問題: 『ロビンソン・クルーソー』をめぐる会話文の続きを、最後の発言の後から書き進めてください。

さて、『ロビンソン・クルーソー』は、当時人気を博した冒険小説だ。小説だから架空の話なんだが、『ロビンソン・クルーソー』の特徴の一つは、詳細な表現で読者に情景を思い描きやすいようにしている、というところだ。距離やロビンソンが入手したお金の金額、銃の数、弾薬の量、それから食料の量など、具体的な数値を使って表現しているんだ。情景描写や、ロビンソンの心情についても詳細も、わかりやすい言葉で書かれているので、読みやすいんだ。」
名もなきOL
「読みやすいことは、人気小説に必要な条件の一つですよね。」
small5
「そして、小説といえども、現実味のある内容が書かれている。つまり、小説の内容から当時の社会を知ることができるんだ。例えば、当時の商船ってどんな船だったと思う?」
名もなきOL
「うーん、たぶん帆船ですよね・・」

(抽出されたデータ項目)

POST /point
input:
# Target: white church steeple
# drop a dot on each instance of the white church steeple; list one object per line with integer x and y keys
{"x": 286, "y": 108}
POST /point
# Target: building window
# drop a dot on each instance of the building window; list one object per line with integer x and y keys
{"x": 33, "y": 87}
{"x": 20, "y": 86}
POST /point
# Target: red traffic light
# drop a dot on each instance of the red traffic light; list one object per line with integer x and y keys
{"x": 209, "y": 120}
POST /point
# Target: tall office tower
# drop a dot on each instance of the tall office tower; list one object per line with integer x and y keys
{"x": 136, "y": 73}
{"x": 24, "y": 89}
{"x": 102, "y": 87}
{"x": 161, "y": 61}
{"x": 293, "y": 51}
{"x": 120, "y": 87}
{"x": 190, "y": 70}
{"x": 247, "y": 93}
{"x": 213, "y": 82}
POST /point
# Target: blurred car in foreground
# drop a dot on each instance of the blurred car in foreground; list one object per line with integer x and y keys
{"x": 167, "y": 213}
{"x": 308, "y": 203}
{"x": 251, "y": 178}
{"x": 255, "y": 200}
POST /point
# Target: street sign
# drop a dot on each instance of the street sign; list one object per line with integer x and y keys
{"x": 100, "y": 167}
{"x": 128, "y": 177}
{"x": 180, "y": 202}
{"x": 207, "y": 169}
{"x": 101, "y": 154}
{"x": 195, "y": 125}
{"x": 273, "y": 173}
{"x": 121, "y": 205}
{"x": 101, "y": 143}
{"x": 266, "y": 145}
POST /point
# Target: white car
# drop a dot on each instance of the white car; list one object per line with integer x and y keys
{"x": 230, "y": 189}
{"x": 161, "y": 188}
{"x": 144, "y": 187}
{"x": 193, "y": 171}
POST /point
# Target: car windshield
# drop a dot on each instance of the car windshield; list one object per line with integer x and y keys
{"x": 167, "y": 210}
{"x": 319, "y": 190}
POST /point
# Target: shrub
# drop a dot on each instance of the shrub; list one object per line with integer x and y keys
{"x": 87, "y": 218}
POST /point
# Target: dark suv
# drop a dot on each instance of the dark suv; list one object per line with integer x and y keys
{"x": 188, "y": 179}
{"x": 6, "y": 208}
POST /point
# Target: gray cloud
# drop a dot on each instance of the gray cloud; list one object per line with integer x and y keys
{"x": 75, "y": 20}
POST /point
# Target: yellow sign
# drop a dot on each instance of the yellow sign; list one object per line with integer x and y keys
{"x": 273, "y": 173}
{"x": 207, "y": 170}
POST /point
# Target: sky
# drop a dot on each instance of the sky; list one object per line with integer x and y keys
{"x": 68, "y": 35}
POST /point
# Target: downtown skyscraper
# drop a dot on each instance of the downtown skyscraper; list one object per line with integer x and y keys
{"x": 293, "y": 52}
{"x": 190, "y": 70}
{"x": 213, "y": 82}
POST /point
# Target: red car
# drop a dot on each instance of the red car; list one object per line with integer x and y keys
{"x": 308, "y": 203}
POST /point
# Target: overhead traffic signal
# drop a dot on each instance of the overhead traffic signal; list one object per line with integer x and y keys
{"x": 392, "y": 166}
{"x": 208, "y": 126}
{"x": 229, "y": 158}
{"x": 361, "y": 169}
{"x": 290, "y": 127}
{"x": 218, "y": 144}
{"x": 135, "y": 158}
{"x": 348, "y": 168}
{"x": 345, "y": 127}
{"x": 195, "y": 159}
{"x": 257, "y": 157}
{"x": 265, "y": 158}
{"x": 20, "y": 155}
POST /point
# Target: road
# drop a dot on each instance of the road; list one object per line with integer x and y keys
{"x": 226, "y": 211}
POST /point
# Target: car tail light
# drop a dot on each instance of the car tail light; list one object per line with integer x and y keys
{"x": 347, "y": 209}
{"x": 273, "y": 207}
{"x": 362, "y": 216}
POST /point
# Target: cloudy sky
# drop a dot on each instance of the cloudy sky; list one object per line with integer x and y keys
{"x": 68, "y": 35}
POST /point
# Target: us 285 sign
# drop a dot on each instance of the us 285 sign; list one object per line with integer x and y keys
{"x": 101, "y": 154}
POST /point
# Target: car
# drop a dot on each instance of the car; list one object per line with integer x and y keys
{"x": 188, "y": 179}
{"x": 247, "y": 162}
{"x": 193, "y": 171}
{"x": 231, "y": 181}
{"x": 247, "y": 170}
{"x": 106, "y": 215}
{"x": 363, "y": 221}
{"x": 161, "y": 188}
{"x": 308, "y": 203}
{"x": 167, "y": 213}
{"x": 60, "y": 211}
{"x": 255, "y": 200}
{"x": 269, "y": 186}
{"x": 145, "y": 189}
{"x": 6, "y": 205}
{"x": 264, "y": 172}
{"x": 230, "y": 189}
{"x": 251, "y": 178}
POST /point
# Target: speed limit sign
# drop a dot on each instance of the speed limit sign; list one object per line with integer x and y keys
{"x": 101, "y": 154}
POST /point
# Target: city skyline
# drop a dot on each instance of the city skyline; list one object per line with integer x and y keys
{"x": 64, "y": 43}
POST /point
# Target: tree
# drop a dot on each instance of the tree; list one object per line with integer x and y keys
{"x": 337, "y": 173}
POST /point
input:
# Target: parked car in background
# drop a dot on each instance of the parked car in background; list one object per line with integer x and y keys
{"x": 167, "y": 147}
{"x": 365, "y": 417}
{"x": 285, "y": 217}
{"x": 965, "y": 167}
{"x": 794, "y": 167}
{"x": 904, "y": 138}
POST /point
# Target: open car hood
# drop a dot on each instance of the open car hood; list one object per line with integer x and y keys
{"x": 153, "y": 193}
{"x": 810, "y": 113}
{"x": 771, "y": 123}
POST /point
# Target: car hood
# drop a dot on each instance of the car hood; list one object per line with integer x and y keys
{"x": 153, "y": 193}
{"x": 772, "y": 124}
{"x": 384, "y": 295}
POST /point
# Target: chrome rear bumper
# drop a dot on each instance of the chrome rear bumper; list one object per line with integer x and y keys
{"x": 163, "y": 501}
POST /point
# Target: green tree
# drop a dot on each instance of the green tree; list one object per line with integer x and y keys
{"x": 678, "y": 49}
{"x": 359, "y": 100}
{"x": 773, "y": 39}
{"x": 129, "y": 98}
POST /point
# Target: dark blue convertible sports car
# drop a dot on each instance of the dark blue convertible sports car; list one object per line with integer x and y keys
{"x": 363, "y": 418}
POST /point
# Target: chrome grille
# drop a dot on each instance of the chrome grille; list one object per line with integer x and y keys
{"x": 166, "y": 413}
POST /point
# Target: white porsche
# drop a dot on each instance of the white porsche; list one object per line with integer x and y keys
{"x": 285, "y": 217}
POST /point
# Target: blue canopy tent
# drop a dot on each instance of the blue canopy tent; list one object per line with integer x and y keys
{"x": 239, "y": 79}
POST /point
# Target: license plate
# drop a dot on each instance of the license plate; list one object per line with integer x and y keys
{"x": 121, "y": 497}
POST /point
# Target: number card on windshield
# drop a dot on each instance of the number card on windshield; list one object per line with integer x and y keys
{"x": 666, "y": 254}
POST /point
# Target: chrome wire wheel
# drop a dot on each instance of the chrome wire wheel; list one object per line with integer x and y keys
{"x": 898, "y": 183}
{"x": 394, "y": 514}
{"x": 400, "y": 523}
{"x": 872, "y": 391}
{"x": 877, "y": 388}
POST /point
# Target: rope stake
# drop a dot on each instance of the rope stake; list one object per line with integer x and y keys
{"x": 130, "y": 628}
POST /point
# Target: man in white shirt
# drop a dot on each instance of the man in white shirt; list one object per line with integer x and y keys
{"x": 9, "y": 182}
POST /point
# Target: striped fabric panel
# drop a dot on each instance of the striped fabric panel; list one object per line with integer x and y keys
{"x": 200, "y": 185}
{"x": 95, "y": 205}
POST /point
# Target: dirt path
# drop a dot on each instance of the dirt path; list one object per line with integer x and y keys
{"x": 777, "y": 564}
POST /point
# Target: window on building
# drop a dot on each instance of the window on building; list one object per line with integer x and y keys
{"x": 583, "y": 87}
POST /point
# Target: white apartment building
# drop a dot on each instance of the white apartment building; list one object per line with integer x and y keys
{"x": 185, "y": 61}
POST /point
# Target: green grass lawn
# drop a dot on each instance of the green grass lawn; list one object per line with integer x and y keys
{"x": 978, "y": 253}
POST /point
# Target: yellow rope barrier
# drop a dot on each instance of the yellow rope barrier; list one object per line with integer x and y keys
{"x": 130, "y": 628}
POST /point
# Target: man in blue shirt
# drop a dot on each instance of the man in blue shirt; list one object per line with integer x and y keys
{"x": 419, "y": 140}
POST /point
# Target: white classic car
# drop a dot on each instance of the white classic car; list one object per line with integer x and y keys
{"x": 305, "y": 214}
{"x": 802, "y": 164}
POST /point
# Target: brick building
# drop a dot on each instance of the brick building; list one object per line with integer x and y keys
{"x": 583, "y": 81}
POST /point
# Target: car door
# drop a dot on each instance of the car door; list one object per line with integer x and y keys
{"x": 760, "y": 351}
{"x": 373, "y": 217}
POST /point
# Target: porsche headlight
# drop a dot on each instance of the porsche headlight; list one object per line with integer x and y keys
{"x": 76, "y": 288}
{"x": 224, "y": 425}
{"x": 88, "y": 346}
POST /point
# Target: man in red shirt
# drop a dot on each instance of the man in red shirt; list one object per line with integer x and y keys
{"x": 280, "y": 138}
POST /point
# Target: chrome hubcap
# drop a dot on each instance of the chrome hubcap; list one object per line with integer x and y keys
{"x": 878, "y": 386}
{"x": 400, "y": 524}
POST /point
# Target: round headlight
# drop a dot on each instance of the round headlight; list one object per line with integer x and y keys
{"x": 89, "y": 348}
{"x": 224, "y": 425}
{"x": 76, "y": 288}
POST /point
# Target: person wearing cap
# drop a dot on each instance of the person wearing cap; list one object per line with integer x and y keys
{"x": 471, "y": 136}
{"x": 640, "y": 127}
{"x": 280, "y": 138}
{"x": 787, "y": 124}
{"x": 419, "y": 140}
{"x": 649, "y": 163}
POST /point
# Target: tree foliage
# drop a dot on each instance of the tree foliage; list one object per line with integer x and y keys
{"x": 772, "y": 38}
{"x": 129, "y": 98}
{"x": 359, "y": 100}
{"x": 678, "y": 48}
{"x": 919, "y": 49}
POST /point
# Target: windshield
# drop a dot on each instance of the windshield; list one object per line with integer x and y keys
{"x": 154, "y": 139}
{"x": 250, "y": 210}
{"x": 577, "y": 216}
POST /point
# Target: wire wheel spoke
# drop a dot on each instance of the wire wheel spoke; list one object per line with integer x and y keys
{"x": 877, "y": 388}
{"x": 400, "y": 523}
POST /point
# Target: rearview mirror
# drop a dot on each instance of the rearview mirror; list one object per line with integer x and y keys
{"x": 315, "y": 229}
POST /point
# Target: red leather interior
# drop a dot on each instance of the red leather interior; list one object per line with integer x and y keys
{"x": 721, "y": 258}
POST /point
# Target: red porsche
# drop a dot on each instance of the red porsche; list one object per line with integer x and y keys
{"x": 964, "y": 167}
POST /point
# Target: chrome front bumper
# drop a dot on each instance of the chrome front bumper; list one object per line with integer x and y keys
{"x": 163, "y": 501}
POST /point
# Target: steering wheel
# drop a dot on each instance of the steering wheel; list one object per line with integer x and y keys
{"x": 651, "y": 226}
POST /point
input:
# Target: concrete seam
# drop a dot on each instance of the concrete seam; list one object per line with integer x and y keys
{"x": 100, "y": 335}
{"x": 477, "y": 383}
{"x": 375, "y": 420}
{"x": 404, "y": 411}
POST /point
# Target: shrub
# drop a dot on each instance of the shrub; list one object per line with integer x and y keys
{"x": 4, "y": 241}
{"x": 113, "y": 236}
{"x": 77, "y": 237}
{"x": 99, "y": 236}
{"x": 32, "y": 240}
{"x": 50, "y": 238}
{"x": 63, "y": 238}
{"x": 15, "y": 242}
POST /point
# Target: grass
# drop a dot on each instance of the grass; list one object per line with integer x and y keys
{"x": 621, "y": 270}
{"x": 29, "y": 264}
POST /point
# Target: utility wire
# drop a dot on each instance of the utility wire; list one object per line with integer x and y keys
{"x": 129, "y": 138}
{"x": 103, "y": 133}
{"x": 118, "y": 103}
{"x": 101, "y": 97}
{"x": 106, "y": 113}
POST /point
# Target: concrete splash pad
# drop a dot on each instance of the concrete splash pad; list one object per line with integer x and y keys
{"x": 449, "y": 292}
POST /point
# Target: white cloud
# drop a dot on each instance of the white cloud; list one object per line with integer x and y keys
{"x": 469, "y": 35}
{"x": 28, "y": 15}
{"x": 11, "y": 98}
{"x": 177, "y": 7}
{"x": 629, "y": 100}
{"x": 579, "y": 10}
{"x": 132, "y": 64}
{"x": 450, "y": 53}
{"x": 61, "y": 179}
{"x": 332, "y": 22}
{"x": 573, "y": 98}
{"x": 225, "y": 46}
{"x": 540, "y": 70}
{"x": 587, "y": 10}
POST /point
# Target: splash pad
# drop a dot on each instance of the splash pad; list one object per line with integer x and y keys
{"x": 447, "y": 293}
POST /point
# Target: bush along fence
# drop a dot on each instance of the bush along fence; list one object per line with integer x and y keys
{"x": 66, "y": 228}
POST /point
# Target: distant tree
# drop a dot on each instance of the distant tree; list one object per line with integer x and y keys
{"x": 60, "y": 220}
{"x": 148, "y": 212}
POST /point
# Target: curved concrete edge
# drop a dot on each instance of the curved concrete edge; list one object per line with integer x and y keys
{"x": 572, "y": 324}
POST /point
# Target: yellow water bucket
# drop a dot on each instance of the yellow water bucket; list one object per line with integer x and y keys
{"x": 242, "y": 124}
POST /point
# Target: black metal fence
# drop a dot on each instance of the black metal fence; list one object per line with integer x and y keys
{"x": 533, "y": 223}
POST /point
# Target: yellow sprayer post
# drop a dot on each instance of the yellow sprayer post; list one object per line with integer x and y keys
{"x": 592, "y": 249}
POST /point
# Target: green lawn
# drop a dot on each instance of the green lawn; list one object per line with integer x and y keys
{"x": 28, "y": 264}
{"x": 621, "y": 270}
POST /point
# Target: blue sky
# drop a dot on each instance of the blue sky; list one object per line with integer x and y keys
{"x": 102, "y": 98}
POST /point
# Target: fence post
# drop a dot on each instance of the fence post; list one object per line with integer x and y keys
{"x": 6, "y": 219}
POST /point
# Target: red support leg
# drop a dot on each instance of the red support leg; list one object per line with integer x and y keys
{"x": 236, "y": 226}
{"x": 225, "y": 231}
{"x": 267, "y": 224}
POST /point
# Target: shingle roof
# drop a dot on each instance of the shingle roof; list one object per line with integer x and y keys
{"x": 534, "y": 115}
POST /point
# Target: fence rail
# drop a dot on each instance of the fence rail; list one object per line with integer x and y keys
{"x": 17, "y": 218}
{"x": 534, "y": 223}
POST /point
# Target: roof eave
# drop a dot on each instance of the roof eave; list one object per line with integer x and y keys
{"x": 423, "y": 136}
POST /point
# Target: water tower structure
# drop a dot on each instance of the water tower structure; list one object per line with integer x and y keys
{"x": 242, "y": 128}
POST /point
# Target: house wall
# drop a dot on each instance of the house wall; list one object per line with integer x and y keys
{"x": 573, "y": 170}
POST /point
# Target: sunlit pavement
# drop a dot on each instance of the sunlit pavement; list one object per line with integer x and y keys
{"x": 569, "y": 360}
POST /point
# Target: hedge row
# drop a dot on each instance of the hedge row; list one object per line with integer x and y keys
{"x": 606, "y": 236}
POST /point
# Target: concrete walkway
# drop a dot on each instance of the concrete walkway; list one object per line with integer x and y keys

解答:
small5
「そう、帆船だ。そして、当時はまだまだ天候の影響は極めて大きかった。なので、船で出港したはいいものの、その後、風に恵まれないので、錨地(びょうち)という、比較的安全に停泊できるところで、狙っている風が吹くまで何日も停泊したりするんだ。つまり、当時の商船は、風待ちで止まることもしばしばあった、と考えることができるわけだ。なお、ロビンソンが最初に嵐にあって死にかけるのが、ヤーマスという錨地で風待ちしている時だった。」
名もなきOL
「なるほど、そういう読み解き方ができるんですね。」
small5
「「18世紀の商船⇒風待ちのために停泊することもある」という知識を持っていれば、他の歴史事件を考えたりする時に役立つわけだ。他にはこんなこともわかる。当時、商人がお金を預かってもらうときはどうしたと思う?」
名もなきOL
「今だったら当然銀行なんでしょうけど、当時は銀行なんてあったのかな・・・?」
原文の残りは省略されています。